__Short exercise__.
Please copy out the items below exactly as they appear, leaving out the pictures.

-- start of Exercise materials --

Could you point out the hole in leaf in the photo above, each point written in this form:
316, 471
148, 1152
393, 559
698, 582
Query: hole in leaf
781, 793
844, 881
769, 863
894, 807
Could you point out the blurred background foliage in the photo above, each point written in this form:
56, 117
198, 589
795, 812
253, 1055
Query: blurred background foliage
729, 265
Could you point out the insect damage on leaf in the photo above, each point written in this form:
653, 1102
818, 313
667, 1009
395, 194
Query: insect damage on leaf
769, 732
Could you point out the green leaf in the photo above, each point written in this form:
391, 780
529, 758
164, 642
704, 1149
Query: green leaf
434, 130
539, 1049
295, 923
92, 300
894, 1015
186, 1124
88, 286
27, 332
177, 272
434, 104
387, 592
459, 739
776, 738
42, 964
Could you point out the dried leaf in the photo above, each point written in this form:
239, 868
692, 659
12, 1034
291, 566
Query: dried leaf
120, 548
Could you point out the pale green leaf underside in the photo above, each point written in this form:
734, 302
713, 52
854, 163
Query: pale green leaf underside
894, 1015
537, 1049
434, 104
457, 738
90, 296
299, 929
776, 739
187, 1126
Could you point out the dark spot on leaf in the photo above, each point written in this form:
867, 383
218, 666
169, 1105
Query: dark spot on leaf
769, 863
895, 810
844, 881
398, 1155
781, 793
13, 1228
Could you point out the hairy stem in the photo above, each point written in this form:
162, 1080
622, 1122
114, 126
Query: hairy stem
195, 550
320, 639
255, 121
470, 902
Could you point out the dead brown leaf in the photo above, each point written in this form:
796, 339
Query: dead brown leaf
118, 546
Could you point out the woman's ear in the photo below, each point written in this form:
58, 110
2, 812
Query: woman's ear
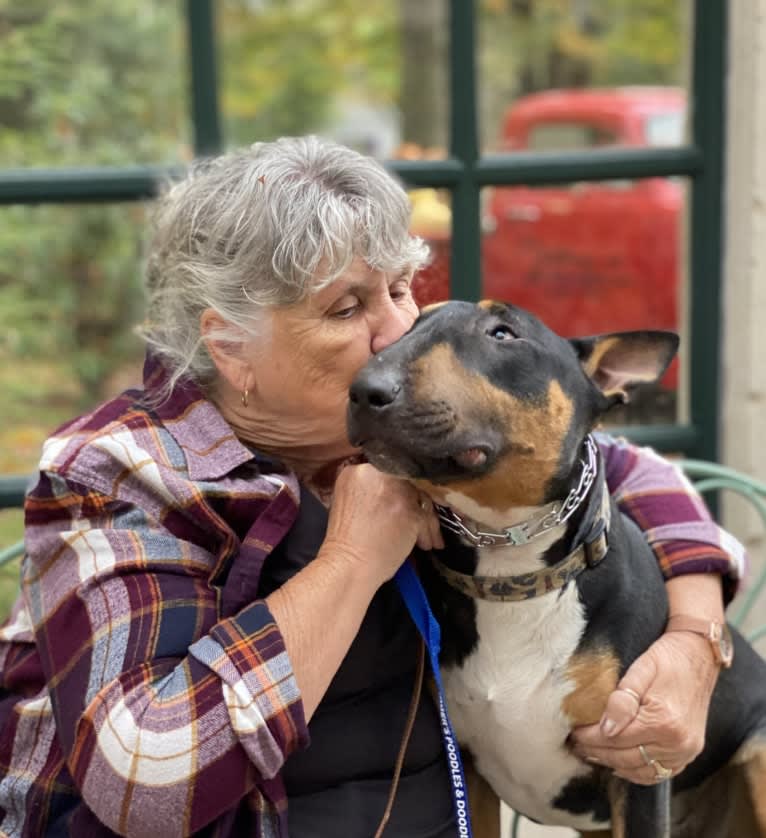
229, 356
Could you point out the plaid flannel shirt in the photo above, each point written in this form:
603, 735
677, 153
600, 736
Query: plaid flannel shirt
139, 694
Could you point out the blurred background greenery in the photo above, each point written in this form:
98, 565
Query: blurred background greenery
96, 83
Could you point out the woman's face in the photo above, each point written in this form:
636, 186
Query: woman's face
317, 346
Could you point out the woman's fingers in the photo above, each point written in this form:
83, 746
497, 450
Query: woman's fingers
429, 535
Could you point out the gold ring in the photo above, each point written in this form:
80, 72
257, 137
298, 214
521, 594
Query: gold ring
660, 772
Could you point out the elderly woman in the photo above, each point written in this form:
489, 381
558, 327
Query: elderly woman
208, 641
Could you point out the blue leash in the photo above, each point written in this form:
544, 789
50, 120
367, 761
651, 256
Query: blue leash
417, 604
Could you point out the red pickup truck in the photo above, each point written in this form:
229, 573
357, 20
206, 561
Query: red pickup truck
587, 256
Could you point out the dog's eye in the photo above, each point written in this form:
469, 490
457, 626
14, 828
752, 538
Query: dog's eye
501, 333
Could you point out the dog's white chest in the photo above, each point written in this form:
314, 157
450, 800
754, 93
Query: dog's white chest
506, 700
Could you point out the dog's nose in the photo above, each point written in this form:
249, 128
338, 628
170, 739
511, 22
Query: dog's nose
374, 390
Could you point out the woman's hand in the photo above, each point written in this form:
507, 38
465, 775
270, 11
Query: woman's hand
661, 704
377, 519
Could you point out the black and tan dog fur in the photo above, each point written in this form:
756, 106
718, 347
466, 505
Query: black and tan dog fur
486, 410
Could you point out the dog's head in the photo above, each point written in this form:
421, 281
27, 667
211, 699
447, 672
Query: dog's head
486, 401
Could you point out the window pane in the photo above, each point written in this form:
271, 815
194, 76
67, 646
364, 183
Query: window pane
70, 295
97, 83
559, 76
431, 220
590, 258
371, 75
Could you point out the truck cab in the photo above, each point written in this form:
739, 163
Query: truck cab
586, 256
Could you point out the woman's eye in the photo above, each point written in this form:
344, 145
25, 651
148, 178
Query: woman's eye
400, 290
346, 312
501, 333
345, 308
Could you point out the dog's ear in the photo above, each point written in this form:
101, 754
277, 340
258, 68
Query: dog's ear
617, 362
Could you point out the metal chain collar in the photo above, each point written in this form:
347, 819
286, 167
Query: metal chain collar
551, 516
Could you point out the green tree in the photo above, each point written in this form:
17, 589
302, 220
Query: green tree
82, 84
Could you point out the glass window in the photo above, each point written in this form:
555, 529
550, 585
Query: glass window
568, 136
70, 296
590, 258
618, 59
96, 83
371, 75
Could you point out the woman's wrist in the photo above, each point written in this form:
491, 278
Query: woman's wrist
696, 594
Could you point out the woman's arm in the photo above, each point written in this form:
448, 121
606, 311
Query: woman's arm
161, 705
157, 701
662, 701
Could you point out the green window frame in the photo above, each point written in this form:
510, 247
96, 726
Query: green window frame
465, 172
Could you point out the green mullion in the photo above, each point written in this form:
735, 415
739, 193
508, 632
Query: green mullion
465, 268
708, 97
200, 17
82, 185
604, 164
436, 173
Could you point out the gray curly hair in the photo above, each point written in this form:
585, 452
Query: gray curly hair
263, 227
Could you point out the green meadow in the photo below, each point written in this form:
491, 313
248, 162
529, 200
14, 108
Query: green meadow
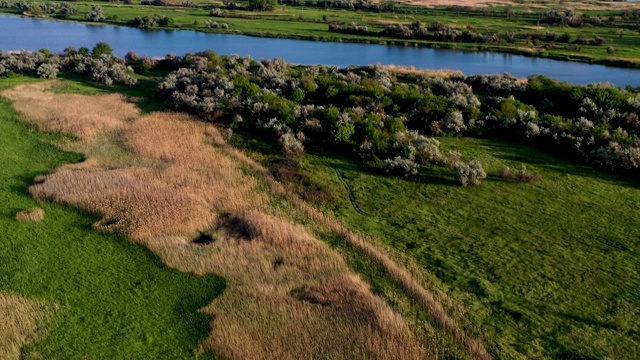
547, 269
111, 299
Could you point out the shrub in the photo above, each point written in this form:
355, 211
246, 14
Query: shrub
96, 14
217, 12
263, 5
471, 173
400, 167
47, 71
101, 48
292, 147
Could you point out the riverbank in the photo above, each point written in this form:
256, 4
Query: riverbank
514, 29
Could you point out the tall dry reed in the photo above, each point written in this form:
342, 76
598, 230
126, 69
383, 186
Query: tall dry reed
19, 319
289, 295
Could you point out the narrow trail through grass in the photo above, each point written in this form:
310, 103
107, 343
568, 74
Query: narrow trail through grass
546, 269
113, 299
165, 179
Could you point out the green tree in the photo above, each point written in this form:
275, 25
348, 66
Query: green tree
101, 48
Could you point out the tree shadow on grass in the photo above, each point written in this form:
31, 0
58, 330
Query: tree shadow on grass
351, 164
558, 163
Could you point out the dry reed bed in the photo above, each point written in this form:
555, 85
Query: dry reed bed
289, 295
402, 275
19, 318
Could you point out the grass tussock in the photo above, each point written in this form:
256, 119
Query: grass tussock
31, 215
19, 318
399, 273
192, 182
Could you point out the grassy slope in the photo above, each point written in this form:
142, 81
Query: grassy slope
544, 269
117, 301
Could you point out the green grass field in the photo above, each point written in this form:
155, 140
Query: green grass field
312, 23
115, 299
543, 270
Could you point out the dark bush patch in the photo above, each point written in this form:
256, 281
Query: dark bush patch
236, 226
203, 239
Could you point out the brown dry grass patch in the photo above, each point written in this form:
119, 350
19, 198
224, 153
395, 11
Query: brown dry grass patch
19, 318
184, 179
31, 215
76, 115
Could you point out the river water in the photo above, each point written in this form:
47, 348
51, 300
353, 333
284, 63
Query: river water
18, 33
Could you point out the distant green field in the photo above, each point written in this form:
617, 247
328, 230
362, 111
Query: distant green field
116, 299
621, 45
543, 270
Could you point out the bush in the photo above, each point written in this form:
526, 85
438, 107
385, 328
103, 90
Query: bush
471, 173
47, 71
96, 14
101, 48
292, 147
263, 5
400, 167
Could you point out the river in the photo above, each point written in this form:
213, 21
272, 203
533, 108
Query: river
18, 33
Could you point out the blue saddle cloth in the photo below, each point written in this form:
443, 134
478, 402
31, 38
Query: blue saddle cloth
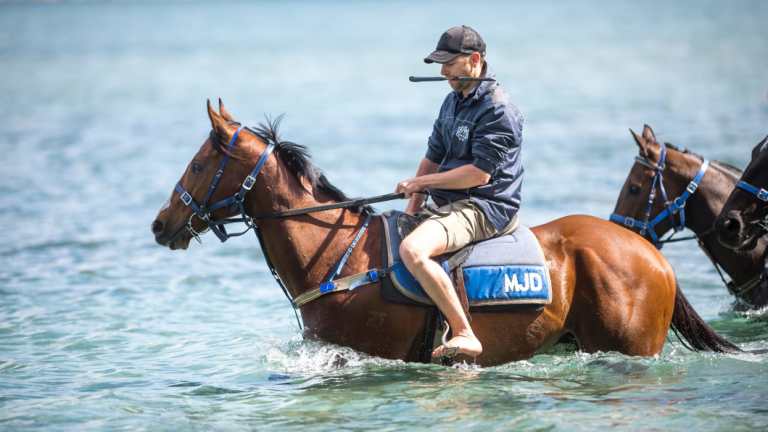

-- end of Exercise materials --

__Finished answer__.
Could you point out the hole in leaf in the photo above, each point written in this form:
316, 471
148, 1152
393, 559
698, 582
Query: hole in leaf
781, 793
844, 881
769, 863
894, 807
Could you point out the blurred background foliage in the photo above, each point written in this form:
56, 117
198, 589
795, 812
253, 1055
Query: blurred background foliage
729, 265
Could you point out the insect damage on leaf in the photo above, each point written in this form:
653, 1102
818, 313
667, 1009
395, 194
Query: insect damage on leaf
769, 732
Could you point out the green leaf in the photo above, each point written in this form:
391, 780
529, 758
164, 642
704, 1149
Query: green leaf
434, 130
539, 1049
295, 923
92, 300
894, 1015
186, 1124
88, 286
27, 332
177, 272
434, 104
387, 592
459, 739
776, 738
42, 964
Could you point out the dried leaf in the photo above, each point written in this form:
239, 868
692, 659
12, 1034
291, 566
Query: dried leaf
120, 548
Could you point out the pale green leaf underside in the photo above, each point written in this form:
734, 302
713, 52
854, 163
Query: pale green leaf underside
894, 1015
537, 1049
434, 104
457, 738
90, 296
299, 929
776, 739
187, 1126
Could you point out the dark spot on leaf in the photo above, each point written in this form:
867, 383
218, 666
169, 1105
Query: dark spot on leaf
769, 863
895, 810
844, 881
398, 1155
781, 793
13, 1228
Could you point out the hairy stem in the photo above, each point written in this form:
162, 1080
622, 1122
114, 126
Query: hairy stem
195, 550
320, 639
255, 121
470, 902
Could you point out the dead brown leaf in the photo above, each point written in this form:
796, 339
Query: dead brown leaf
118, 546
Could you point out the woman's ear in the photo below, each point written in this form:
58, 110
2, 812
Query: woman's ear
229, 356
Could you point out the plaid flannel shirt in the photo above, each point written in this form:
603, 735
677, 153
600, 736
Query: plaid flannel shirt
139, 694
Could you point out the blurred background greenery in the photo above, each point written in this form:
98, 565
Query: blurred background greenery
96, 83
Could you point out the woman's face in the photo above, each point written in this form:
636, 186
Query: woman's face
317, 346
Could you point out the woman's fingers in the photo above, each point written in this form:
83, 746
497, 450
Query: woman's fingers
429, 535
Could you point out the gold ring in the photo above, each point written in this form:
80, 72
257, 137
298, 214
521, 594
Query: gold ring
660, 772
Could you point out the elderly woman in the photo above, each point written in this form:
489, 381
558, 327
Query: elderly woman
208, 641
Could you point out the blue leash in the photo above, each point written in this form:
544, 789
50, 120
367, 761
651, 256
Query: blue leash
417, 604
Could you point out the red pickup truck in the photo above, each point written in this form:
229, 573
357, 20
206, 561
Query: red pickup truck
587, 256
Could you point out the dog's eye in the photo above, each point written in this form:
469, 490
457, 626
14, 828
752, 538
Query: dog's eye
501, 333
Could you point out the dog's white chest in the photo above, each point written in this form:
314, 157
450, 800
754, 93
Query: dog's white chest
506, 700
Could you point out the dog's nose in the photo above, each point written in this form:
249, 128
338, 628
170, 739
511, 22
Query: dog's nose
374, 390
Could you point out the woman's hand in the photo above, each point written in this form:
507, 38
465, 775
270, 11
Query: woman's hand
661, 704
377, 519
Could you point out the black and tan dog fur in the photo above, each point written in this form:
756, 106
718, 347
466, 505
Query: black and tan dog fur
486, 410
Could you point out the dog's head in the photo above, each point written in this form:
421, 281
27, 667
211, 699
447, 672
Query: dog's head
486, 401
Could you point out the window pane in the photo above, each point written in this form:
271, 815
194, 76
67, 646
364, 183
Query: window pane
70, 295
97, 83
559, 76
431, 220
590, 258
371, 75
Could you point out the truck cab in the photo above, each point written in this form:
739, 163
Query: truck cab
586, 256
Could you point out the woman's eye in the photo above, each point written in this form:
344, 145
25, 651
148, 178
Query: woman's eye
400, 290
346, 312
501, 333
345, 308
Could you point out the dog's ear in the photo above, each point written in this form:
101, 754
277, 340
258, 68
Query: dog's ear
617, 362
Could you point out the metal chain collar in the photo above, each point written in this form:
347, 819
286, 167
Query: metal chain collar
551, 516
Could you point out the green tree in the photo above, each point written in this form:
17, 589
302, 220
Query: green tree
82, 84
Could you point out the glass window in the photo above, each point written in this form:
555, 529
550, 585
Query: glass window
568, 136
70, 296
590, 258
618, 59
96, 83
371, 75
Could you point out the woman's wrist in the photo above, each point written in this form:
491, 278
Query: woman's wrist
696, 594
Could you point out the woman's arm in the photo above, each point written in this form:
448, 121
606, 311
Query: woman's arm
161, 705
157, 701
662, 701
Could you point out the green window frame in the photo above, each point written in this form:
510, 247
96, 726
Query: green window frame
465, 172
Could you point out the green mullion in the photo above, each point written in this form:
735, 415
739, 193
508, 632
Query: green mullion
465, 268
708, 97
200, 17
82, 185
604, 164
436, 173
Could you point out the gray curly hair in the photo above, each point written in this form:
585, 452
Query: gray curly hair
263, 227
Could you point out the green meadow in the photo below, each point written in this form:
491, 313
248, 162
529, 200
14, 108
Query: green meadow
547, 269
111, 299
Could you point out the shrub in the photo above, each point written in this form:
355, 211
246, 14
Query: shrub
96, 14
217, 12
263, 5
471, 173
400, 167
47, 71
101, 48
292, 147
Could you point out the riverbank in the photo above, each point written in this form:
256, 4
Query: riverbank
514, 29
Could you point out the tall dry reed in the photo above, each point written in this form:
342, 76
598, 230
126, 69
383, 186
Query: tall dry reed
19, 319
289, 295
Could you point out the narrow trail through grass in the photo above, each point written in this form:
310, 103
107, 343
568, 74
Query: narrow trail through grass
546, 269
113, 299
165, 179
Could you point out the green tree in the photo above, each point written in this form:
275, 25
348, 66
Query: green tree
101, 48
Could you point out the tree shadow on grass in the photo above, each point written in this form:
31, 0
58, 330
Query: tree shadow on grass
351, 164
558, 163
Could you point out the dry reed bed in the photo above, each point written in this form:
555, 85
Query: dry reed bed
289, 295
402, 275
19, 318
Could you point out the grass tussock in the photo above, each point written in this form:
256, 119
Query: grass tussock
31, 215
19, 318
399, 273
192, 182
Could you point out the grassy slope in the photo above, each point written in this form:
142, 81
Query: grassy slope
544, 269
117, 301
Could you point out the green grass field in the photo above, each point written in this form:
155, 140
Query: green grass field
312, 23
115, 299
543, 270
Could you point out the dark bush patch in the photo above, each point written in this form:
256, 281
Query: dark bush patch
236, 226
203, 239
Could you point out the brown dry grass patch in the photo above, each point written in this form:
119, 350
19, 198
224, 153
395, 11
Query: brown dry grass patch
19, 318
184, 179
31, 215
76, 115
Could you point out the river water in the photo above, each point written in this form:
47, 348
51, 300
353, 333
284, 63
Query: river water
18, 33
Could you point out the distant green field in the photo above, each point written in this form:
617, 247
328, 230
362, 111
Query: distant green field
116, 299
621, 45
543, 270
Could you point out the bush in the photo above, each point written in this form:
526, 85
438, 107
385, 328
103, 90
Query: bush
471, 173
47, 71
96, 14
101, 48
292, 147
263, 5
400, 167
Could you point out the river in the photo above, each point written in this form:
213, 21
272, 203
533, 108
Query: river
18, 33
Could you point out the blue saddle cloth in the photo below, each point written in this form:
443, 134
478, 402
31, 38
Query: blue saddle cloth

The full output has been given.